-- Start Passage shown --
Summarizing Youtube Comments with Machine Learning

Summarizing Youtube Comments with Machine Learning

This tutorial will cover a few different techniques to accomplish a simple task: figuring out what people in the comments are saying about a video.

To summarize, the process will go like this:

  • we will choose a video and scrape the comments using Youtube's API
  • we will tokenize (aka simplify) the comments so it's easier for the algorithms to process (I'll compare and contrast different methods)
  • we will analyze the tokenized comments to see which topics people are talking about, and how they feel about those topics

I have a separate tutorial that will focus on the sentiment of the Youtube comments once we have our topics, but everything in due time.

The end result of this should be a csv with a list of the comments, their original form, their tokenized form, an assigned topic, and a sentiment score (and some other furniture. Here's a look at the end result.

And, because of those comments, I can make a graph like this, where I separate the comments into topics, and assign each a sentiment score.

While I can't share the whole creation process, here's the script for sale if you want to insert a video and get the screenshot output.


Scraping the Youtube Video Comments

In order for this to be worth either of our time, it's important to choose a video that you can actually gain insight from. Only advice I can give now is to choose one with over 1k comments (the more the better), and interviews work well.

1) Get Access to the YouTube Data API

  1. This involves creating a Google Cloud account, and new project, which can be done on the Google Cloud console page.
  2. In your project dashboard, navigate to the "APIs & Services" section, search for the YouTube Data API, and enable it.
  3. Create API credentials (API key) for accessing the API. This key will be used to communicate to Youtube's API.

2) Install Required Libraries

You will need the google-api-python-client library to interact with the API. You can install it using pip. NLTK, pandas, and scikit-learn are three specific and very common examples; I would start with those.

The below is a screenshot of some of the imports you'll need to install in the beginning; Python's strengths come from the fact that there are some really powerful libraries out there for data science, and I'll tell you a secret; you can get quite far with looking up the right algorithm and passing it through the right csv. That's a good 50% of my job.

3) Write the Python function

Here's the rest of the code; I pass in the video id and the api key, and essentially run youtube's api by executing the youtube.commentThreads().list() function, and writing the response to a csv.


Cleaning the Text

If 50% of my job is sic-ing data science algorithms at csv, the other 50% is cleaning up text.

The concept of tokenizing is simple; computers and algorithms do better when they get closer to binaries, and numbers are closer to binary systems than letters.

In the realm of text analysis, there is also something to be said about the usage of stop words (um, the, a, etc). Let's get that bullshit outta here.

There are actually two ways to vectorize text that I use; TF-IDF and Word2Vec.

  • TF-IDF (Term Frequency-Inverse Document Frequency) transforms text into numerical values by measuring how important a word is in a document relative to a collection of documents; it gives more weight to unique words in a document.
  • Word2Vec creates numerical vectors for words based on their context in a text. It captures the semantic meaning by considering the words surrounding each target word, representing the relationships between words.
-- End Passage shown --
▸ **Set of tasks**:
A – Decide whether each statement below agrees with the YouTube comments tutorial. Answer yes or no and quote the words of the tutorial that decide it.
(i) The tutorial advises picking a video with more than 1k comments.
(ii) TF-IDF captures semantic meaning by looking at the words around each target word.
(iii) The Python function writes the API response to a csv.
B – Recast as a short bulleted list the paragraph of the YouTube comments tutorial that begins "In order for this to be worth either of our time," and keep its main facts.
C – Carry on the YouTube comments tutorial from the point where it stops.
-- Start Given material --
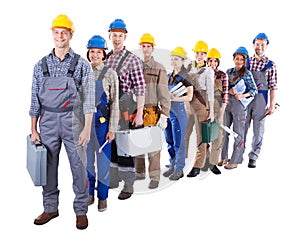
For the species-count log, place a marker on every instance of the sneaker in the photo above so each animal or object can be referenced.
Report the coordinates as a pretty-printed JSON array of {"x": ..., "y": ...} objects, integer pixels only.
-- End Given material --
▸ **The results**:
A –
(i) Yes: "choose one with over 1k comments (the more the better)".
(ii) No: it is Word2Vec that "captures the semantic meaning by considering the words surrounding each target word".
(iii) Yes: "writing the response to a csv."

B –
- Pick a video that can actually give insight.
- It should have over 1k comments; the more, the better.
- Interviews work well.

C –
The purpose of me showing both of these algorithms is to give you a look into how many options there are; different algorithms are tailored for different things, and analyzing data using these charts is not an exact science; rather, it's used to 'summarize'.


Figuring Out Which Topics People Are Talking About

The next thing on our list is something called topic modeling; essentially, this is a situation in which we try to group the comments by topic, and just like there are a few ways to tokenize text, there are a few ways to topic model: NMF and KMeans. each algorithm comes out with a similar output; a grouping of X amount of words that seem to be related to each other. This, in essense, is your 'topic'. (This is an example for a Mark Zukcerberg interview with Dwarkesh.)

TF-IDF + NMF: To start, TF-IDF combined with NMF is a solid choice. This method highlights unique words in your documents, and NMF helps by identifying patterns in word usage. It's great when you need to understand the underlying structure of your text, especially if you're working with comments that have clear, separate topics.

TF-IDF + KMeans: You can also use TF-IDF with KMeans clustering. This combo transforms text into numerical values and, K-Means groups similar values together. It’s particularly useful when you have a large dataset and need a quick way to categorize it, such as organizing reviews or responses into thematic clusters.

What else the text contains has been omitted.